The United States real estate market is currently experiencing significant contrasts as regions navigate varying trends, with certain locales showing marked slowdowns, particularly Sarasota-Manatee, and others, like Greenville, reporting notable increases. This mixed bag of performance highlights the complexity of the post-pandemic housing environment.
According to the latest report from the Realtors Association of Sarasota and Manatee, the local real estate market has shown "a clear slowdown, with fewer sales, lower prices, and longer times to sell" as of November 2024. The slowdown has been attributed to multiple factors, including high mortgage rates, persistent inflation, and the diminishing affordability of homes. Following the soaring prices during the COVID-19 pandemic, the market appears to be recalibrated, moving toward more balanced conditions.
"The current trends show the market is finding its footing after the pandemic-driven surge," remarked Tony Barrett, the 2024 RASM president and broker/owner of Barrett Realty. He noted the situation resembles the pre-pandemic market where buyers and sellers had more equal chances to navigate successfully. Those hoping to sell their homes today will find themselves operating under very different conditions compared to just two years ago.

DATA LISTING
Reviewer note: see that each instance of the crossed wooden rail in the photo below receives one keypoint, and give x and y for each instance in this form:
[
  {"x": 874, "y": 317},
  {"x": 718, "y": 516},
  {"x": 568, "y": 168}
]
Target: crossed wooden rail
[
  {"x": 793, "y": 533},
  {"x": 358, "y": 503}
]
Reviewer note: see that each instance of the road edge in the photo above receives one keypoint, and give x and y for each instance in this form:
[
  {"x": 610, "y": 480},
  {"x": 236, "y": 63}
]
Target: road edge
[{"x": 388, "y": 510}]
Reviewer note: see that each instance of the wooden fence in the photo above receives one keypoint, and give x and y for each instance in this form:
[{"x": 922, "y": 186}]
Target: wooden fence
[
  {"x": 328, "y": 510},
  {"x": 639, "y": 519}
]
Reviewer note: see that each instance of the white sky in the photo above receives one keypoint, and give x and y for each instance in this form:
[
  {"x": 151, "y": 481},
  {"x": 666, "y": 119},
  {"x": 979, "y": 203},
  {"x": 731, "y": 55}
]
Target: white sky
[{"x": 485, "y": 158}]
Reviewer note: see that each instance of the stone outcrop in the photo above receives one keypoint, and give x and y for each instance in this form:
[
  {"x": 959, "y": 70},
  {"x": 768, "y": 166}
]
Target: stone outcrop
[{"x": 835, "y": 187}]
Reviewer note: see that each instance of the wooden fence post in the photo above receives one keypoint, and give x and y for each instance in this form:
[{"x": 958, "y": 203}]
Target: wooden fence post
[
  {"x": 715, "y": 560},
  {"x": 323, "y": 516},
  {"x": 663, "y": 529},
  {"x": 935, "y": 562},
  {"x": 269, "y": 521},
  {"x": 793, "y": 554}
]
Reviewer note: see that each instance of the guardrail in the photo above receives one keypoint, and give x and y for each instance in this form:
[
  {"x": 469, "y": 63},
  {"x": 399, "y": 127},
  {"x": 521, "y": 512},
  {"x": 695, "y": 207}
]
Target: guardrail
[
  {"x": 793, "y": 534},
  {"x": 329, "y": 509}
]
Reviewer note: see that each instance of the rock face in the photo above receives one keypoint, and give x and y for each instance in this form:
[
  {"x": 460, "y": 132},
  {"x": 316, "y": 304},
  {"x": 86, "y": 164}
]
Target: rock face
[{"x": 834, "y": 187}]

REQUIRED WORK
Reproduce the housing market article word for word from "The United States" up to and including "more balanced conditions.". The records that come after the housing market article are separate material and have no connection to it.

RESPONSE TO THE EXERCISE
The United States real estate market is currently experiencing significant contrasts as regions navigate varying trends, with certain locales showing marked slowdowns, particularly Sarasota-Manatee, and others, like Greenville, reporting notable increases. This mixed bag of performance highlights the complexity of the post-pandemic housing environment.
According to the latest report from the Realtors Association of Sarasota and Manatee, the local real estate market has shown "a clear slowdown, with fewer sales, lower prices, and longer times to sell" as of November 2024. The slowdown has been attributed to multiple factors, including high mortgage rates, persistent inflation, and the diminishing affordability of homes. Following the soaring prices during the COVID-19 pandemic, the market appears to be recalibrated, moving toward more balanced conditions.